* DO THIS
Output an exact reproduction of the data.

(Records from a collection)
+ + +

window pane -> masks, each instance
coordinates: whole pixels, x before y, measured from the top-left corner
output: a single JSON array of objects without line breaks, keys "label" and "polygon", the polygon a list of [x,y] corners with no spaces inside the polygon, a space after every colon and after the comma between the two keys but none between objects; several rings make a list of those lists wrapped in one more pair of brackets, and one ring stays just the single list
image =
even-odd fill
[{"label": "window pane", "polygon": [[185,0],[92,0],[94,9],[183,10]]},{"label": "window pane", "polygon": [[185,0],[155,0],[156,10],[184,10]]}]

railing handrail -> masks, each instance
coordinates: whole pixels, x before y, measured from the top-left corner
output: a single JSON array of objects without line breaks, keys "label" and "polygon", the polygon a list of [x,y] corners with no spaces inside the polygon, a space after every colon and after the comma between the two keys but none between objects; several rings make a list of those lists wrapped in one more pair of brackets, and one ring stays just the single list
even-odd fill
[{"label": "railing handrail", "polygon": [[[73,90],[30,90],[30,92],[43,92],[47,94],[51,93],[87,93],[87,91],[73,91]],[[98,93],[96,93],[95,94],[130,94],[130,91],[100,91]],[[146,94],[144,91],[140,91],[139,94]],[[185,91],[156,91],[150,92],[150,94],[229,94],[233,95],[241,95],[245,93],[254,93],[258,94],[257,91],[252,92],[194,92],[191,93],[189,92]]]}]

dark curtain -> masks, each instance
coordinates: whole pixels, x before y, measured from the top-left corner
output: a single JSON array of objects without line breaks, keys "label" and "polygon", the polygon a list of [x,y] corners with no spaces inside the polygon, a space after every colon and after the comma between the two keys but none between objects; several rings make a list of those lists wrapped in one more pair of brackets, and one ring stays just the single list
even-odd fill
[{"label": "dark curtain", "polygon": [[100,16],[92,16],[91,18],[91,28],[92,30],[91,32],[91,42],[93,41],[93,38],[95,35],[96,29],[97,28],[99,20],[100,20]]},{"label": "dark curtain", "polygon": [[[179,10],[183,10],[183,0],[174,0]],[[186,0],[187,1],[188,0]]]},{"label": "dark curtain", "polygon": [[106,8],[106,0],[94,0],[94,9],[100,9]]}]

+ + +

* FULL RESPONSE
window pane -> masks, each instance
coordinates: whole pixels, x before y, measured from the top-left corner
output: a single JSON array of objects without line breaks, keys "label" and "polygon", the polygon a list of [x,y] corners with no spaces inside the polygon, a space after every colon and after the comma between the two keys but none between objects; several rings make a list of those lists wrapped in one more pair of brackets, and one ring stays just the single list
image =
even-odd fill
[{"label": "window pane", "polygon": [[185,0],[92,0],[94,9],[183,10]]},{"label": "window pane", "polygon": [[185,0],[155,0],[156,10],[184,10]]}]

railing handrail -> masks, each instance
coordinates: whole pixels, x before y, measured from the top-left corner
output: a single JSON array of objects without line breaks, keys "label" and "polygon", the polygon a list of [x,y] corners with no spaces inside the polygon, a space after every colon and after the comma between the two keys but none between objects; several rings make a list of those lists wrapped in one more pair of brackets, and one ring stays just the single list
even-odd fill
[{"label": "railing handrail", "polygon": [[[73,90],[30,90],[30,92],[43,92],[47,94],[51,93],[87,93],[87,91],[73,91]],[[98,93],[96,93],[95,94],[130,94],[130,91],[100,91]],[[146,94],[144,91],[140,91],[139,94]],[[185,91],[156,91],[150,92],[150,94],[229,94],[233,95],[241,95],[245,93],[254,93],[258,94],[257,91],[252,92],[194,92],[191,93],[189,92]]]}]

dark curtain -> masks, each instance
coordinates: whole pixels, x before y, measured from the top-left corner
output: a single JSON array of objects without line breaks, keys "label" and "polygon", the polygon a list of [x,y] corners with no spaces inside the polygon, a space after every colon and after the comma between the two keys but none between objects; several rings make a list of those lists wrapped in one more pair of brackets, and one ring stays just the single list
even-odd fill
[{"label": "dark curtain", "polygon": [[100,16],[92,16],[91,18],[91,28],[92,30],[91,32],[91,42],[93,41],[93,38],[95,35],[96,29],[97,28],[99,20],[100,20]]},{"label": "dark curtain", "polygon": [[[179,10],[183,10],[183,0],[174,0]],[[186,0],[187,1],[188,0]]]},{"label": "dark curtain", "polygon": [[106,8],[106,0],[94,0],[94,9],[100,9]]}]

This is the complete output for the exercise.